Work to complete ▸ Each line from the one containing "# point: bison crossing" through the end of the records below must be repeated exactly, and no other line.

Extracted material ▸
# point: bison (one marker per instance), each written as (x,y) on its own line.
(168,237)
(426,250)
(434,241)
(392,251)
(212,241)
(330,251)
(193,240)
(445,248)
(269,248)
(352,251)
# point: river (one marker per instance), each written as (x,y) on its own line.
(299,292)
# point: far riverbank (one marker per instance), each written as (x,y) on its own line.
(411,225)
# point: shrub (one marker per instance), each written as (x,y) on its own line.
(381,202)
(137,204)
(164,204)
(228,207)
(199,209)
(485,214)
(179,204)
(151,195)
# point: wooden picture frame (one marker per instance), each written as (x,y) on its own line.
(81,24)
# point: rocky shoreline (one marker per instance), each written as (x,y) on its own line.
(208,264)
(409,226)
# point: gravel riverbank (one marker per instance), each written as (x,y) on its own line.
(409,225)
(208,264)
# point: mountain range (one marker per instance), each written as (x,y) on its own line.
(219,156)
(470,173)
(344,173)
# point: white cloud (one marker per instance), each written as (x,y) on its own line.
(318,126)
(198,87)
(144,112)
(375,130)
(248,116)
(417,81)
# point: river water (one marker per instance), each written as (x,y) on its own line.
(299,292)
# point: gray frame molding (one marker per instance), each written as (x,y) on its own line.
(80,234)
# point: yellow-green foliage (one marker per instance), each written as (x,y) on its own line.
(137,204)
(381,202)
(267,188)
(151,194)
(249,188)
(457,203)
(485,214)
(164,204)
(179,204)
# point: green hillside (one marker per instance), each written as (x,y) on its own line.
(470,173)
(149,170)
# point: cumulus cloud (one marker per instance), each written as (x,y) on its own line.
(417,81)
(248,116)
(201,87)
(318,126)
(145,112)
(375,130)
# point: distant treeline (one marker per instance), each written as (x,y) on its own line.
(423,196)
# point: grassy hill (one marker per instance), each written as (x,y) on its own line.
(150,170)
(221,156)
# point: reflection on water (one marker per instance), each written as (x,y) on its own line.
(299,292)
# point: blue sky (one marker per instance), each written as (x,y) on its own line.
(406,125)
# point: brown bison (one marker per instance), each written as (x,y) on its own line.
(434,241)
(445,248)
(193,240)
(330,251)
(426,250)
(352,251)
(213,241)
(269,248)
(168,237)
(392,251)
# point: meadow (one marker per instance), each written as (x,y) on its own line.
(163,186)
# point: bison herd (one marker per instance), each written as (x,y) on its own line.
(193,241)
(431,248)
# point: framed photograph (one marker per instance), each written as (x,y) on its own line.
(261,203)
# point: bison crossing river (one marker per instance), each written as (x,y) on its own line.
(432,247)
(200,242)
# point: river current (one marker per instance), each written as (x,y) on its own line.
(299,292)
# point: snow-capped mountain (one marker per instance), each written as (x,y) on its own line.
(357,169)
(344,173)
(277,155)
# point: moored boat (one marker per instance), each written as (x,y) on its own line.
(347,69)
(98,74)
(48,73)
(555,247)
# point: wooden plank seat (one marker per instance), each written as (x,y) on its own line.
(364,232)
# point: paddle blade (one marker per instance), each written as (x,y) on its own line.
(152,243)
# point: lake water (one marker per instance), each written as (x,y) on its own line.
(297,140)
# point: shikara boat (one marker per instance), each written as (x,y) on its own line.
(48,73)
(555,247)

Task solution ▸
# point: bison crossing river (one marker per instance), each written as (x,y) on its own line.
(432,247)
(200,242)
# point: river current (one marker per instance), each written as (x,y) on its own line.
(299,292)
# point: snow-capped mountain (one marker per instance), each written as (x,y) on its own line.
(357,169)
(344,173)
(277,155)
# point: moored boat (one marker per instance), each written as (x,y) on its own line.
(347,69)
(98,74)
(48,73)
(555,247)
# point: wooden plank seat (one marker per instance), each written as (x,y) on its own line.
(364,232)
# point: paddle blade (one marker per instance), each written as (x,y) on its own line.
(152,243)
# point: lake water (one marker per instance), each written as (x,y) on its own line.
(297,140)
# point: shikara boat (one marker per instance), each written as (x,y) on its own line.
(48,73)
(555,247)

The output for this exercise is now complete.